— The problem —
Output all of the entries exactly as written.

— Record extracts —

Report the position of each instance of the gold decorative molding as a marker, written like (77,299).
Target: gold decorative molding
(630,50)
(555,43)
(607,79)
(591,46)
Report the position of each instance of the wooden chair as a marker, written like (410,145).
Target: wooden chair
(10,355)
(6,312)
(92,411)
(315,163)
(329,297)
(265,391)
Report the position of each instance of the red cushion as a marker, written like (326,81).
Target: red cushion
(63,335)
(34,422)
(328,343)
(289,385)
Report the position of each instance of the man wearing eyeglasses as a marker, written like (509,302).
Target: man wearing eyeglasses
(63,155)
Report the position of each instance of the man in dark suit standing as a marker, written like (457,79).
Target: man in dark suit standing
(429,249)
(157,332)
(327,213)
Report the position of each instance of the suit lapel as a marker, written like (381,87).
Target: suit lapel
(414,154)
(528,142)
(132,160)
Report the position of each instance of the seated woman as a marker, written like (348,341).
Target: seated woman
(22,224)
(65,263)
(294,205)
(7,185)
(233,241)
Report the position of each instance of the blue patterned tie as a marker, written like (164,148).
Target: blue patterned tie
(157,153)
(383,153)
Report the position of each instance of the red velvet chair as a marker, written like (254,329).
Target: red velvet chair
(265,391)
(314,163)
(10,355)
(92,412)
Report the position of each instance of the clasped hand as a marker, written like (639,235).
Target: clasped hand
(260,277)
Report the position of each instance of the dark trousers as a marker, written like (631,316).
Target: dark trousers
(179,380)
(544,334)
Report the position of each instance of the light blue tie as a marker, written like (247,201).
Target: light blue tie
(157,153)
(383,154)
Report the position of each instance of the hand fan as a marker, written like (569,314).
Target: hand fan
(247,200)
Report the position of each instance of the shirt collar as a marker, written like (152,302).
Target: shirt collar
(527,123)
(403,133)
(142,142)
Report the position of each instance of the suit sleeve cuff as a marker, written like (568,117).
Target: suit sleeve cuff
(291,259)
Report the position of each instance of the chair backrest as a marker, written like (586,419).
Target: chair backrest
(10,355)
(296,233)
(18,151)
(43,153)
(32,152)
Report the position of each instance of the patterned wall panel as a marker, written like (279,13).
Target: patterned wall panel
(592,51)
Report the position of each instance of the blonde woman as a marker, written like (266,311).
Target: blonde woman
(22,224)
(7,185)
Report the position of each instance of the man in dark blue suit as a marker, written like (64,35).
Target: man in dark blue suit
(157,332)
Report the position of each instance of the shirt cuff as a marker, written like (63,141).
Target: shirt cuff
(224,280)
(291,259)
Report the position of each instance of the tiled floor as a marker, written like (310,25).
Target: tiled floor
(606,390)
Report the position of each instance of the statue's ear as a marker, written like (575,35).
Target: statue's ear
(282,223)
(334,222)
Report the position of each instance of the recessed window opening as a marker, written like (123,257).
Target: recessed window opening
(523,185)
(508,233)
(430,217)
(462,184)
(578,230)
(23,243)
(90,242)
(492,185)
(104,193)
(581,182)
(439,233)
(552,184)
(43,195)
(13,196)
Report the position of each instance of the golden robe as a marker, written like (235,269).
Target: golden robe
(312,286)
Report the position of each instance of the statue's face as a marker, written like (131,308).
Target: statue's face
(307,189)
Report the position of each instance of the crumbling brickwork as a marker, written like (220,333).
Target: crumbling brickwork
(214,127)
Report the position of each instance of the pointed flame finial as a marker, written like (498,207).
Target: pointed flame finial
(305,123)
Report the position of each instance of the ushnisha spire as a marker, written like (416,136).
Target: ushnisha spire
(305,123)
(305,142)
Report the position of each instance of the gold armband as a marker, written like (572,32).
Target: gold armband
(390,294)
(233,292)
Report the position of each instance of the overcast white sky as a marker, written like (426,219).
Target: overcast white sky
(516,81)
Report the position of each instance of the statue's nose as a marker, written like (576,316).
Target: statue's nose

— Correct answer —
Report the position of each instance of the gold decorative molding as a marker, written like (77,299).
Target: gold decorative molding
(630,50)
(555,43)
(607,79)
(591,46)
Report the position of each instance of the wooden chair as a marker, written like (410,145).
Target: wooden chair
(10,355)
(6,312)
(92,411)
(315,163)
(329,297)
(265,391)
Report the position of each instance of the red cushion as a marker, written like (326,81).
Target: red cushion
(63,335)
(34,422)
(328,343)
(289,385)
Report the position of each instance of the man wearing eyeglasses as a marker, written like (509,302).
Target: man wearing eyeglasses
(63,155)
Report the position of each instance of the man in dark suit standing as a marker, written like (457,79).
Target: man in dark suit standing
(429,249)
(157,332)
(327,213)
Report the position of each instance of the suit lapel as a marker, written like (381,87).
Target: suit lapel
(414,154)
(528,142)
(132,160)
Report the position of each instance of the seated woman as a marker, written like (348,341).
Target: seated woman
(22,224)
(65,263)
(294,205)
(7,185)
(233,241)
Report the position of each instance of the blue patterned tie as a marker, written like (164,148).
Target: blue patterned tie
(157,153)
(383,153)
Report the position of each instance of the red velvet chair as a marker, written like (254,329).
Target: red velvet chair
(265,391)
(314,163)
(10,355)
(92,412)
Report the position of each instance of the clasped hand as a marker, written like (639,235).
Target: clasped hand
(260,277)
Report the position of each instance of the dark trousers as a marker, written like (631,316).
Target: dark trousers
(179,380)
(544,334)
Report the position of each instance of the light blue tie as a marker, written like (247,201).
Target: light blue tie
(157,153)
(383,154)
Report the position of each instance of the hand fan as a marker, written like (569,314).
Target: hand fan
(247,200)
Report the position of each instance of the shirt collar as a marker, written like (152,302).
Target: shirt collar
(527,123)
(403,133)
(142,142)
Report the position of each instance of the suit sleeve cuff as a marker, written like (568,117).
Target: suit sleeve cuff
(291,259)
Report the position of each instance of the chair backrest as a marker, written like (586,419).
Target: chair backrest
(10,355)
(296,233)
(18,151)
(43,153)
(32,152)
Report the position of each instance of the patterned wall panel as a marker, written like (279,13).
Target: patterned wall panel
(592,51)
Report the position of each instance of the blonde woman as a marker, written like (266,311).
Target: blonde woman
(22,224)
(7,185)
Report the position of each instance of the man in dark blue suit as a marker, written like (64,35).
Target: man in dark blue suit
(157,332)
Report the position of each instance of the shirt cuff as a marker, written like (63,141).
Target: shirt cuff
(224,280)
(291,259)
Report the position of each instance of the tiled floor as a marker, written like (310,25).
Target: tiled floor
(606,390)
Report the position of each instance of the statue's ear as a marker, written like (575,35).
Target: statue's ear
(282,223)
(334,222)
Report the position of each instance of the recessed window opening as a marker, written like (123,257).
Target: recessed window opening
(523,185)
(508,233)
(430,217)
(462,184)
(578,230)
(23,243)
(90,242)
(492,185)
(104,193)
(581,182)
(439,233)
(552,184)
(43,195)
(13,196)
Report the position of each instance of the golden robe as a marker, written like (235,269).
Target: golden robe
(312,286)
Report the position of each instance of the statue's face as a marker, written like (131,308).
Target: statue's face
(307,189)
Report the position of each instance of the crumbling brickwork as a marker, written like (220,333).
Target: crumbling brickwork
(214,127)
Report the position of each instance of the pointed flame finial as a marker, written like (498,207).
Target: pointed flame finial
(305,123)
Report the position of each instance of the ushnisha spire as a marker, written like (416,136).
Target: ushnisha spire
(305,123)
(305,142)
Report the position of each instance of the gold armband as a marker, written like (572,32).
Target: gold armband
(390,294)
(233,292)
Report the position of each instance of the overcast white sky as a marker, written like (426,219).
Target: overcast white sky
(516,81)
Report the position of each instance of the statue's nose as a marker, written like (576,316).
Target: statue's nose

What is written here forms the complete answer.